## PAGE EXTRACT
--------

I personally know two very successful 'exited' entrepreneurs that would never
have had their companies acquired if they didn't rack-up an insane amount of
bonus miles on those early startup credit cards.

My belief is that if you _absolutely_ believe in your startup, you should be
willing to get essential funds anywhere legal on reasonable terms, especially
if the amounts are in the magnitude of $25,000-30k of debt. Clearly you
shouldn't _start_ borrowing on credit cards, but doing some financing on the
credit card when things are tight and failure is the only alternative... It's
a no brainer to me, and it's part of the reason I've stayed out of debt my
entire life, so that I have that extra flexibility if it is ever needed.

$25,000 in equity early on is going to cost you a lot more down the line, if
you truly believe your startup will be successful.

I think it's great to hear people who have learned so solidly not to use
credit cards. But when the chips are down, what is an entrepreneur but someone
who takes calculated risks for things they believe in?

--------

[Collection entries]
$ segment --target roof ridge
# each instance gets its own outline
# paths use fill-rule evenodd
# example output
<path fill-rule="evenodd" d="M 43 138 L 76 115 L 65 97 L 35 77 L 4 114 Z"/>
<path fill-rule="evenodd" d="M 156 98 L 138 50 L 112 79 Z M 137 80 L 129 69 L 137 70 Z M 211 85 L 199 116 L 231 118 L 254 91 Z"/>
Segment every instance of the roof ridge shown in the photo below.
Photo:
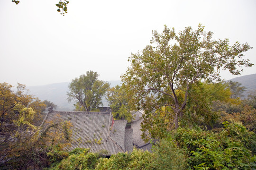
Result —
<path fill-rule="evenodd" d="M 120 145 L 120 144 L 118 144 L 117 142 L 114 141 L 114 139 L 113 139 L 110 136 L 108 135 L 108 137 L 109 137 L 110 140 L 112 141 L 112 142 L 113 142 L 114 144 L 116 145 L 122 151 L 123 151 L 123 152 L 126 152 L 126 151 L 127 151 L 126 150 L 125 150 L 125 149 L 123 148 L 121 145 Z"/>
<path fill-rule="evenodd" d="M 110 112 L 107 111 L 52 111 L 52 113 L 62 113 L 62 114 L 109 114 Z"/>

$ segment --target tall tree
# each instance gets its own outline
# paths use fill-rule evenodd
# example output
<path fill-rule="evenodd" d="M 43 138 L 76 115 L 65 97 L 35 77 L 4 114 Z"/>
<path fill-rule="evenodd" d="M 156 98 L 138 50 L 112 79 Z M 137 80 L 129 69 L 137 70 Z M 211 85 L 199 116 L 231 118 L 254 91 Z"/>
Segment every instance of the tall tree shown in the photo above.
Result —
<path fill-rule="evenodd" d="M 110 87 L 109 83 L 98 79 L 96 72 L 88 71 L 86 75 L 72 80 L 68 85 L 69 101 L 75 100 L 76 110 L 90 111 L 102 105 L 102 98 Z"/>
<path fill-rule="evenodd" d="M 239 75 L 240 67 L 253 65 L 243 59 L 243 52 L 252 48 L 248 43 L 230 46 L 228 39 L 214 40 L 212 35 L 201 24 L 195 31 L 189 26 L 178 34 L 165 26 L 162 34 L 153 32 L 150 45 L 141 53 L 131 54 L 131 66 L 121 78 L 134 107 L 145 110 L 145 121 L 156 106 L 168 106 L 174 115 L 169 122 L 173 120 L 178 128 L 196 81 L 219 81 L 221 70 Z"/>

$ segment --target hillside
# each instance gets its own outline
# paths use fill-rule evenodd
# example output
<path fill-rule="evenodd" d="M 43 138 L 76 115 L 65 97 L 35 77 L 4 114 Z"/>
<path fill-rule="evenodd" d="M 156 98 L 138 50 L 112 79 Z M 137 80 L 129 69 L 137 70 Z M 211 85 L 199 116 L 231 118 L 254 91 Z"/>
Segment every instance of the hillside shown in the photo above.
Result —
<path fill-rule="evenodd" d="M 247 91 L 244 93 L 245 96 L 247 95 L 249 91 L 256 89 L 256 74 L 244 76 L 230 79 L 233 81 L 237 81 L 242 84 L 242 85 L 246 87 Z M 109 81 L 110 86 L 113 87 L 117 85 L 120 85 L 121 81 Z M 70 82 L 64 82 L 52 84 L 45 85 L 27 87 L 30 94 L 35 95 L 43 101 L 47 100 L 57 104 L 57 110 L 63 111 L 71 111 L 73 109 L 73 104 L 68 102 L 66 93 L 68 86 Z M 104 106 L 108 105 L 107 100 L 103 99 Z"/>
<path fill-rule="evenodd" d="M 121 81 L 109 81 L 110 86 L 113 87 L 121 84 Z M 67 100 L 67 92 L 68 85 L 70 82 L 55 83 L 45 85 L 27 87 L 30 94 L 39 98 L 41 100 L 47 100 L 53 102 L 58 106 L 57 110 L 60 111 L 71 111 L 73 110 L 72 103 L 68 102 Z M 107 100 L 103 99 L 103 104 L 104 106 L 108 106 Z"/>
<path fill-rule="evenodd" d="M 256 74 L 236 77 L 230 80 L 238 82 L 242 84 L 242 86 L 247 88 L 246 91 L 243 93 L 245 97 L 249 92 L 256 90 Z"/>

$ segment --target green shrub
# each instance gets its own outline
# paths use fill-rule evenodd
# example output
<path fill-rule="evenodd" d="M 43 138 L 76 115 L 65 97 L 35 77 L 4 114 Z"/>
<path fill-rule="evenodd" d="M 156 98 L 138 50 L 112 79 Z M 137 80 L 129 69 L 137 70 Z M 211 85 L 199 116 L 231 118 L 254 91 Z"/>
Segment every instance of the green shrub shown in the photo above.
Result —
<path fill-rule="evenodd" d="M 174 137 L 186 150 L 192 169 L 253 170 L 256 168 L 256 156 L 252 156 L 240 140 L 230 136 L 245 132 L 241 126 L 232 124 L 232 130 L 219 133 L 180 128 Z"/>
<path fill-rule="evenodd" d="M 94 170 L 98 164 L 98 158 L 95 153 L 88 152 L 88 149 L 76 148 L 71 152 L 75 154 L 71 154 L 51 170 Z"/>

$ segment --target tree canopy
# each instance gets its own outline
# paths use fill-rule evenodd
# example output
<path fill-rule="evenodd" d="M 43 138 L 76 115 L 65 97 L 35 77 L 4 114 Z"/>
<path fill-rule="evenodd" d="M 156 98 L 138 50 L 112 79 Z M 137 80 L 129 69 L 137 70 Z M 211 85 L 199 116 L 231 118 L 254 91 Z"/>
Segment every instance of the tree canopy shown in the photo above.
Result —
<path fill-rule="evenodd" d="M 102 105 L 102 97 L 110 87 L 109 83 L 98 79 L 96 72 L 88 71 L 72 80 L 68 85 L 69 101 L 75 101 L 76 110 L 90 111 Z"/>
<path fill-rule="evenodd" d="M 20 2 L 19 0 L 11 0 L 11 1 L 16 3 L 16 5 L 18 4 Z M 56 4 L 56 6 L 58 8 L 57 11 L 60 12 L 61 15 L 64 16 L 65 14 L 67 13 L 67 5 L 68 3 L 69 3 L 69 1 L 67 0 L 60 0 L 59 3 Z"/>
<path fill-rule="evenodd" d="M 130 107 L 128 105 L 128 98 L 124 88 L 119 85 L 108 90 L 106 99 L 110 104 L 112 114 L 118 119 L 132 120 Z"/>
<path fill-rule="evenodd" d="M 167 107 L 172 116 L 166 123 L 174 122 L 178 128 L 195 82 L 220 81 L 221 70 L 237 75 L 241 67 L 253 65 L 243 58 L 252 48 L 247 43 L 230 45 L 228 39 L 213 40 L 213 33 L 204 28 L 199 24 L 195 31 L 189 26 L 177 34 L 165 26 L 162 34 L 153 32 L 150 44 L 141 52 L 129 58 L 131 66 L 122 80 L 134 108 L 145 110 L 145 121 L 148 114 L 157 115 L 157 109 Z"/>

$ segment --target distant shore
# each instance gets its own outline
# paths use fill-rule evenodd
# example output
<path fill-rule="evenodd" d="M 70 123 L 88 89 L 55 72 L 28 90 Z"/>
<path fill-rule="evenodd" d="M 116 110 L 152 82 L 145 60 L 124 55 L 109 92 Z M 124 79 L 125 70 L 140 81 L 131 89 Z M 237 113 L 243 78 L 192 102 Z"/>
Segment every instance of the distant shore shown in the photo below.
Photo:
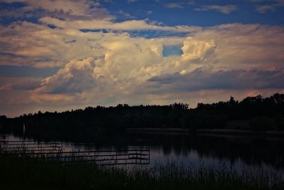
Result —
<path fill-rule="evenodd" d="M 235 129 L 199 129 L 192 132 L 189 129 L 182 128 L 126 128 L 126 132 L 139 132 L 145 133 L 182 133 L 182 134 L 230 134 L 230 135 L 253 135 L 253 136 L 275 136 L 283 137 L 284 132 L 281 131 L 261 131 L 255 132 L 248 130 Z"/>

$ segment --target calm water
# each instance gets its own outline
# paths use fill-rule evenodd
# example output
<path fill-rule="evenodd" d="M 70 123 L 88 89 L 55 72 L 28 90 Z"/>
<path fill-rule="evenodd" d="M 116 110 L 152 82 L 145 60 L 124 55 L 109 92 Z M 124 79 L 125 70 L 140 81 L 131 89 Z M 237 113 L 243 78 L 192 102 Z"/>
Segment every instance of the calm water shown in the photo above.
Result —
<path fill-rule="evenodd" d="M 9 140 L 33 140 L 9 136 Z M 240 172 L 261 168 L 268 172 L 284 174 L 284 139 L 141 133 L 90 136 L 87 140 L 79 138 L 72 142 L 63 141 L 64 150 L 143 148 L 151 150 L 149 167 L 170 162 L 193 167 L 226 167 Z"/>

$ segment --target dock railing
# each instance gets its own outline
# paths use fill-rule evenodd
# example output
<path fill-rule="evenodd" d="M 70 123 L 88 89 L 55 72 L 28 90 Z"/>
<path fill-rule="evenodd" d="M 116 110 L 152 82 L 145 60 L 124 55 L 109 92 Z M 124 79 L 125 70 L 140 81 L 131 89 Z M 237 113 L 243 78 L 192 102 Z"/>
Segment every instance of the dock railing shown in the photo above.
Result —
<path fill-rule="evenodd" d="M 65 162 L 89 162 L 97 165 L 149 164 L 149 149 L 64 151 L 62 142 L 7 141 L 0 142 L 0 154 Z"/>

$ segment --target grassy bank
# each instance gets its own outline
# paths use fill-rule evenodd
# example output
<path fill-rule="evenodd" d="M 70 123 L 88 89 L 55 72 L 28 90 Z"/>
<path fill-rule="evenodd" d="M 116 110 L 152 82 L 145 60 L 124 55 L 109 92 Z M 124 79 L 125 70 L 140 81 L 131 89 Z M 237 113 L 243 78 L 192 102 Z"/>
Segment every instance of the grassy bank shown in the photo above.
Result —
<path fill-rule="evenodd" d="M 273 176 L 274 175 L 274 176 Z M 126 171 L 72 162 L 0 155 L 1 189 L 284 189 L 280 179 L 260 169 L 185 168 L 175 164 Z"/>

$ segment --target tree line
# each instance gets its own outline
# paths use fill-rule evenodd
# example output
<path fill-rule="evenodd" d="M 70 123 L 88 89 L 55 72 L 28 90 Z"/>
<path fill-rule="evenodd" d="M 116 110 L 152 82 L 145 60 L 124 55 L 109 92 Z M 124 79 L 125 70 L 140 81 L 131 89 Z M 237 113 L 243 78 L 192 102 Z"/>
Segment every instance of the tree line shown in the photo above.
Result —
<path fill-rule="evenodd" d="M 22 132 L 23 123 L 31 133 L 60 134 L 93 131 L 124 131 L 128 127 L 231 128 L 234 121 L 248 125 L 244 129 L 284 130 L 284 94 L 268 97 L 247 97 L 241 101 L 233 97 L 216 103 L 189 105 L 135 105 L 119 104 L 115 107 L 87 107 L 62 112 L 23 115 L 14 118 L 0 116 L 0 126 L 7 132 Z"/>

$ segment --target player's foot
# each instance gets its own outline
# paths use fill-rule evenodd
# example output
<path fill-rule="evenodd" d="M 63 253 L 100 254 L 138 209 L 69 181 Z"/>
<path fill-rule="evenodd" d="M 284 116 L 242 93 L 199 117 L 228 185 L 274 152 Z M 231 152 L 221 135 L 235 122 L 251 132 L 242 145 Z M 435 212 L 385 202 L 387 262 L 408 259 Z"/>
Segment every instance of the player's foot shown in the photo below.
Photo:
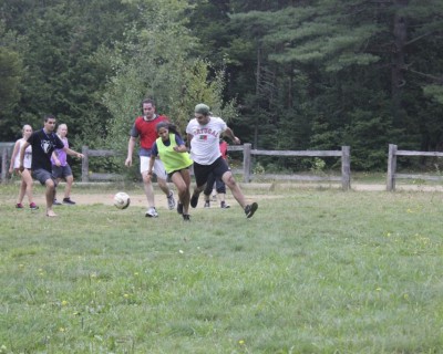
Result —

--------

## CHALLENGE A
Answer these from the comment on credit card financing:
(i) How many very successful "exited" entrepreneurs does the writer personally know?
(ii) What range of debt does the writer mention as the magnitude in question?
(iii) In the final sentence, how is an entrepreneur described?
## CHALLENGE B
In the entries, begin at the line that has "segment --target hillside" and stop after the line that has "247 91 L 244". Please give those lines, both ends included, as a JSON list of strings with one string per line, leaving out blank lines.

## FINISHED ANSWER A
(i) Two.
(ii) $25,000-30k.
(iii) As someone who takes calculated risks for things they believe in.

## FINISHED ANSWER B
[
  "$ segment --target hillside",
  "# each instance gets its own outline",
  "# paths use fill-rule evenodd",
  "# example output",
  "<path fill-rule=\"evenodd\" d=\"M 43 138 L 76 115 L 65 97 L 35 77 L 4 114 Z\"/>",
  "<path fill-rule=\"evenodd\" d=\"M 156 98 L 138 50 L 112 79 Z M 137 80 L 129 69 L 137 70 Z M 211 85 L 199 116 L 231 118 L 254 91 Z\"/>",
  "Segment every instance of the hillside shown in the photo above.",
  "Result —",
  "<path fill-rule=\"evenodd\" d=\"M 247 91 L 244 93 L 245 96 L 247 95 L 249 91 L 256 89 L 256 74 L 244 76 L 230 79 L 233 81 L 237 81 L 242 84 L 242 85 L 246 87 Z M 109 81 L 110 86 L 113 87 L 117 85 L 120 85 L 121 81 Z M 70 82 L 64 82 L 52 84 L 45 85 L 27 87 L 30 94 L 35 95 L 43 101 L 47 100 L 57 104 L 57 110 L 63 111 L 71 111 L 73 109 L 73 104 L 68 102 L 66 93 L 68 86 Z M 104 106 L 108 105 L 107 100 L 103 99 Z\"/>"
]